Beginning with the line where "Return one point per instance of the pot handle" appears, retype every remaining line of the data below, both the first and last included.

[start of Records]

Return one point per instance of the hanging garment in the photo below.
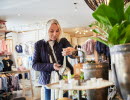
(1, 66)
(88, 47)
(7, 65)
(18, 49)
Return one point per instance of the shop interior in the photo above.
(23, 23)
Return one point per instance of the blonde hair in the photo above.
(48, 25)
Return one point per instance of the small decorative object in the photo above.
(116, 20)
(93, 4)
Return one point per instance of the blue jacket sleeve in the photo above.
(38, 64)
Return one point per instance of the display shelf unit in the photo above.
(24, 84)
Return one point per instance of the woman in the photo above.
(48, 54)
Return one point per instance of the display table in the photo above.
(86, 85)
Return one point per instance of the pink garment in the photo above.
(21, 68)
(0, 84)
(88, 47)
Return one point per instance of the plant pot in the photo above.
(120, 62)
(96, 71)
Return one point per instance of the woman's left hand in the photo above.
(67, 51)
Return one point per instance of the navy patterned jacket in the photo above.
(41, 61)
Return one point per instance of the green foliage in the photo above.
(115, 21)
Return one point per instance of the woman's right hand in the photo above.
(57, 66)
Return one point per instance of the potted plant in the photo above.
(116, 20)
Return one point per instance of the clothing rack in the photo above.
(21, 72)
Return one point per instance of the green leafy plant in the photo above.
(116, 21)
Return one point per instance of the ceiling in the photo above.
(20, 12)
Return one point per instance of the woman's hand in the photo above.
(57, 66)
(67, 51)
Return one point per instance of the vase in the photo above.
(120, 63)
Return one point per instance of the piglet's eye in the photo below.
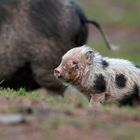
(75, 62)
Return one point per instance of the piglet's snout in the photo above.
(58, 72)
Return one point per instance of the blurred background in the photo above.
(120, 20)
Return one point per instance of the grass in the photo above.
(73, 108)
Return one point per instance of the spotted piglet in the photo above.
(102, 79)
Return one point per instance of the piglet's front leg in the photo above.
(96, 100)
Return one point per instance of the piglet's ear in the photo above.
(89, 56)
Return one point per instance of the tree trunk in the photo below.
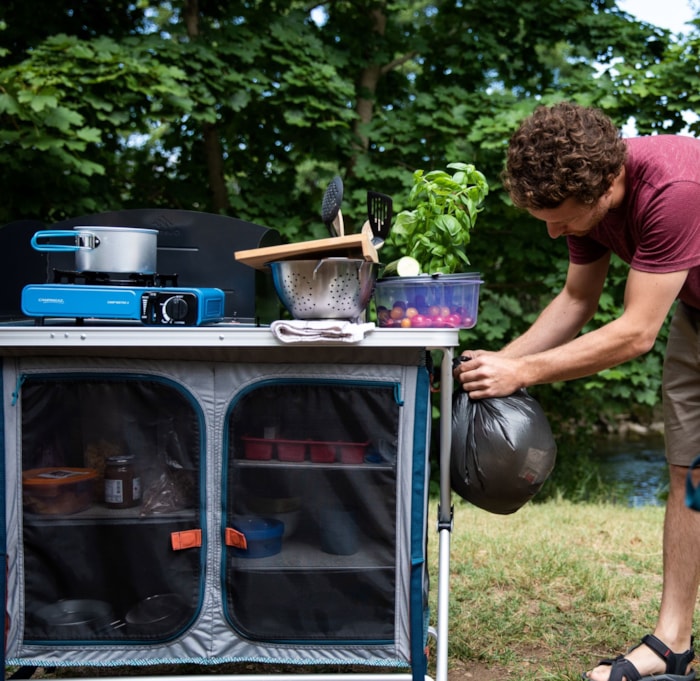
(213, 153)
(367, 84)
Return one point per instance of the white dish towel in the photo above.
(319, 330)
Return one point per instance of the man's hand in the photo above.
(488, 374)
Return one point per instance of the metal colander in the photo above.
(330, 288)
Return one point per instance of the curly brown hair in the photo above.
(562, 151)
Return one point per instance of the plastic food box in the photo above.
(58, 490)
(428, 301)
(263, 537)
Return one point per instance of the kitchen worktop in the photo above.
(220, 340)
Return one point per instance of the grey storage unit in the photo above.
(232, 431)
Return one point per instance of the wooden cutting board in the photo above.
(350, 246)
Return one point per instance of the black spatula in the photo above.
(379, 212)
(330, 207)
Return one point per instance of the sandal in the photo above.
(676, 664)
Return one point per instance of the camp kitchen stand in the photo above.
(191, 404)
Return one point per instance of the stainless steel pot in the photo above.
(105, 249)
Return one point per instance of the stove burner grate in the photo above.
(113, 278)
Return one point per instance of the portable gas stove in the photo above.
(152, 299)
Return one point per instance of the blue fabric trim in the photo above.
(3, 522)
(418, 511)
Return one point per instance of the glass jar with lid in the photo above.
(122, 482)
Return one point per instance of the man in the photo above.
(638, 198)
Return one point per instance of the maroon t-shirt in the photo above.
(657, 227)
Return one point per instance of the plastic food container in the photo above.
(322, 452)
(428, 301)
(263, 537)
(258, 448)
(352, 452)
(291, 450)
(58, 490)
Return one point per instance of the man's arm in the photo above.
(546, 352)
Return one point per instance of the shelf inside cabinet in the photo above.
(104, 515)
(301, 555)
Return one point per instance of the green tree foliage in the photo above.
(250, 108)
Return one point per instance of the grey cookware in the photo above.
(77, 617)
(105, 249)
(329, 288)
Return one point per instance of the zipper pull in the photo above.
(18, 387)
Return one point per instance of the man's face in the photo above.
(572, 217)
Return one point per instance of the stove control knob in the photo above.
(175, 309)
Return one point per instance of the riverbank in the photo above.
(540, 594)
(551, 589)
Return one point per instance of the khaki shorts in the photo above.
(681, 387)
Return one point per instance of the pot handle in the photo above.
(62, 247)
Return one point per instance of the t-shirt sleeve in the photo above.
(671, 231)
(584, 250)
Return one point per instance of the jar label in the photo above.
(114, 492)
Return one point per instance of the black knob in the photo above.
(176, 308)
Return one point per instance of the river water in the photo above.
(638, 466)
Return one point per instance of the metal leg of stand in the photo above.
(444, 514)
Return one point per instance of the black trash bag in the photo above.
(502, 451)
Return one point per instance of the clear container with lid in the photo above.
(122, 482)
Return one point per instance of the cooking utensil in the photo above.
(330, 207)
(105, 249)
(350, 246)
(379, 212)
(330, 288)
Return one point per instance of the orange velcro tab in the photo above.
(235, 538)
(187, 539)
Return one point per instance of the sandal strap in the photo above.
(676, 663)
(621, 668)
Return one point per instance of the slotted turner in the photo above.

[end of Records]

* _Task output_
Return one point per instance of the pot handle in the photo above.
(62, 247)
Return one point per instance of the t-shirt sleeve in the photo above.
(671, 231)
(584, 250)
Return one point per instance of the jar label in the photo above.
(114, 492)
Return one point per instance of the black knob in the photo above.
(176, 308)
Return one point per instance of the river water in the photo above.
(638, 466)
Return one point per instance of the metal leg of stand in the photo above.
(444, 514)
Return one point per instance of the black trash bag in the photo above.
(502, 451)
Return one point per instance of the clear container with lid in the photo above.
(122, 482)
Return one point per instance of the cooking utensil in the photo above.
(330, 207)
(105, 249)
(350, 246)
(379, 212)
(330, 288)
Return one point per instance of the orange velcro tab in the photo above.
(235, 538)
(187, 539)
Return one point per instance of the sandal strap in the photo above.
(676, 663)
(621, 668)
Return one point per instance of the slotted turner in the photo above.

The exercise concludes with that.